--- SUPPLIED RECORDS ---

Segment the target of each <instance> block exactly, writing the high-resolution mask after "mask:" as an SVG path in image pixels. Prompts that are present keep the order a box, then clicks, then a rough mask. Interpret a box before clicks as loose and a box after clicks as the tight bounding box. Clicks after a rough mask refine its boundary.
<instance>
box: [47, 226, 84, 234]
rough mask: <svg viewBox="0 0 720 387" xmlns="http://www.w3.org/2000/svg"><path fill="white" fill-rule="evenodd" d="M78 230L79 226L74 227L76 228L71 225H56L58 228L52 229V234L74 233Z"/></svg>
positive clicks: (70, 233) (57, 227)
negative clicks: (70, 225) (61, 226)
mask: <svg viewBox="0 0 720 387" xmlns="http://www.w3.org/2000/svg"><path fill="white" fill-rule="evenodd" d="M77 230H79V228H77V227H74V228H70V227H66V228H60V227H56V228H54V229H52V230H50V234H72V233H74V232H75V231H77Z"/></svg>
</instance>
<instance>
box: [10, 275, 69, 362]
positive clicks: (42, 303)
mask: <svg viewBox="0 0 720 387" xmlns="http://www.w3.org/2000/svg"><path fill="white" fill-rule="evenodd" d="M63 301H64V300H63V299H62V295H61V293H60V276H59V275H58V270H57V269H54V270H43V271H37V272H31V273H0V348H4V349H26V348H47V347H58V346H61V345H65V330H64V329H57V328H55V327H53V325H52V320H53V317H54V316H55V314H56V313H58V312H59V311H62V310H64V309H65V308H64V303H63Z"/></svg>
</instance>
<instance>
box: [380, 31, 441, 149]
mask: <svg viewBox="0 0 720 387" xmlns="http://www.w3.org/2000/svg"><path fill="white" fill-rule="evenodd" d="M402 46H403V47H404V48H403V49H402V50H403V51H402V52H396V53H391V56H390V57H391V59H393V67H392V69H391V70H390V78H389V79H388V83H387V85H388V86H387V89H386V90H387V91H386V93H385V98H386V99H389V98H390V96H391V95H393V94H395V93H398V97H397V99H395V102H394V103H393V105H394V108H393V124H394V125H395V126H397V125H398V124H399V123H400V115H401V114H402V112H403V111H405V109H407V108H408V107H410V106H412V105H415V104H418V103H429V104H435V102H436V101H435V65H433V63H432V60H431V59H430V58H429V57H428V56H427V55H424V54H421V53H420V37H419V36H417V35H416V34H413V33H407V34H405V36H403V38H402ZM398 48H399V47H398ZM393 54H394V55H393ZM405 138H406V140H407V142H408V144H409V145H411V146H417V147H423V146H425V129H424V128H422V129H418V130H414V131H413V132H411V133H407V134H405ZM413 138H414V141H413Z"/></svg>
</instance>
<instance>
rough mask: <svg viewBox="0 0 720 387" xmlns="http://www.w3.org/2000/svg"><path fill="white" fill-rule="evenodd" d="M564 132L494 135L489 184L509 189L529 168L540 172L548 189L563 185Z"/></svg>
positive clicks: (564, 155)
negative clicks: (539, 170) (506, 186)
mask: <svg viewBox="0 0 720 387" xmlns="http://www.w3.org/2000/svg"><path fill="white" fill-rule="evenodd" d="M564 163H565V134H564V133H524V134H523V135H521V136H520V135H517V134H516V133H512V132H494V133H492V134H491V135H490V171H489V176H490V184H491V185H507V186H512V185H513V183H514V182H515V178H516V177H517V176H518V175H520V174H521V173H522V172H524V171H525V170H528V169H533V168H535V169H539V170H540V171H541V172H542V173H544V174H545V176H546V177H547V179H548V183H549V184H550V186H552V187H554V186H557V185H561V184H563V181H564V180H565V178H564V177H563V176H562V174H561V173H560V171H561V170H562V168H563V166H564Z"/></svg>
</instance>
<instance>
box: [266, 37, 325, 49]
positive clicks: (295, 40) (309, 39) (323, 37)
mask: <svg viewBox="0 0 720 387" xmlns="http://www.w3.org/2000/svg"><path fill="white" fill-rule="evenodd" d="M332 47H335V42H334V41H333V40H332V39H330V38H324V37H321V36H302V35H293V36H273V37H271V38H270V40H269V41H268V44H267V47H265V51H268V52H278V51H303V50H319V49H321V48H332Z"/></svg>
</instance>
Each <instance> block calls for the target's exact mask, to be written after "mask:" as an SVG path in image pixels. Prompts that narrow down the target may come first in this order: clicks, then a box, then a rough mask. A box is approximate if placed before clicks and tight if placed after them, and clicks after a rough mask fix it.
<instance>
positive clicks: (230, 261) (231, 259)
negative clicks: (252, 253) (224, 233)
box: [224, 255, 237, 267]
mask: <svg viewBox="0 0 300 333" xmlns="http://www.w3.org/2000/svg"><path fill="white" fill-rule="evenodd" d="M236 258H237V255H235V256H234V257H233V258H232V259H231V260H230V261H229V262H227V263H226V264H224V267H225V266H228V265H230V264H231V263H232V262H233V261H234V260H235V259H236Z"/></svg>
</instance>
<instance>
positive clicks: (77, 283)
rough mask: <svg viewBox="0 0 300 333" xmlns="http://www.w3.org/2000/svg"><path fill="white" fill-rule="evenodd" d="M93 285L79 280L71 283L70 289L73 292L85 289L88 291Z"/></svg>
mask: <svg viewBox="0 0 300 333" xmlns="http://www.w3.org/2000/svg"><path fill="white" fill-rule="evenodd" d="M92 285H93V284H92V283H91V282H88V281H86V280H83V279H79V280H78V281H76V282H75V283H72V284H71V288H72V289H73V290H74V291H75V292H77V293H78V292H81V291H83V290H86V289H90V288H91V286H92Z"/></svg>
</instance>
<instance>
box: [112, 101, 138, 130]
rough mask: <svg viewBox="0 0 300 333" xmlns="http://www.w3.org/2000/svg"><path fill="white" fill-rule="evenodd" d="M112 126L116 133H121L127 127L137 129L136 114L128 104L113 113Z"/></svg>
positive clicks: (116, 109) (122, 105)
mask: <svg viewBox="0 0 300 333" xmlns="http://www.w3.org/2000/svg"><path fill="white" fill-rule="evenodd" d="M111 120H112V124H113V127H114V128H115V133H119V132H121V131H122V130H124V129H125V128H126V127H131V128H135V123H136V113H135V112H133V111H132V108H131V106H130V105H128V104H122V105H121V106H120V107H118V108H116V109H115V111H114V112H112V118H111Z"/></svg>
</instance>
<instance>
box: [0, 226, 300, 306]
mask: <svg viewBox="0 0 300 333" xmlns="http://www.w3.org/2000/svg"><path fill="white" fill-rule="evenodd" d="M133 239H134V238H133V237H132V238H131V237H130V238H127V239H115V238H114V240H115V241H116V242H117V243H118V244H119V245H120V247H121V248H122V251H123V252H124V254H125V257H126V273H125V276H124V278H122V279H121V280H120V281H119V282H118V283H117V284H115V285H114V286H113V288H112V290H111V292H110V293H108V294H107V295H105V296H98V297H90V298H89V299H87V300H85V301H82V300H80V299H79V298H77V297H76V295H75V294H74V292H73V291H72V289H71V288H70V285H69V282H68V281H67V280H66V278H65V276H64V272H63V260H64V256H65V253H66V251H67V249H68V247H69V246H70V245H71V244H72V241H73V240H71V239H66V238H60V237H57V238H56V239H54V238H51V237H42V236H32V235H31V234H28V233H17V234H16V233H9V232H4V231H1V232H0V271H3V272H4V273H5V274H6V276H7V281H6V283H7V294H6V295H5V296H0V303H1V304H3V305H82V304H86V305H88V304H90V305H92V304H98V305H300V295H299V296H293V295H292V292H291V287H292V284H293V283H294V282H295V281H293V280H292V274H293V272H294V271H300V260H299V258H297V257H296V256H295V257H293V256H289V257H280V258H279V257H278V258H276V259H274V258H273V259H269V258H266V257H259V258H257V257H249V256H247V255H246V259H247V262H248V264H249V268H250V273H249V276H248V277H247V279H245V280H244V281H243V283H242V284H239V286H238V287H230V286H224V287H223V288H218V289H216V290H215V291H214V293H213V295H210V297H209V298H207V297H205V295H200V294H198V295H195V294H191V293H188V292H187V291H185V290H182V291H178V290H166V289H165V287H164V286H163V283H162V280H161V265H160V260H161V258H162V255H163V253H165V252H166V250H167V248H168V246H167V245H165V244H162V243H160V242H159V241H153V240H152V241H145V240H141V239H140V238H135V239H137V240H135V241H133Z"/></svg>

---

• TASK: How many of the lines above contain the string "clicks"? Reply with the number alone.

• ANSWER TO THE PROBLEM: 12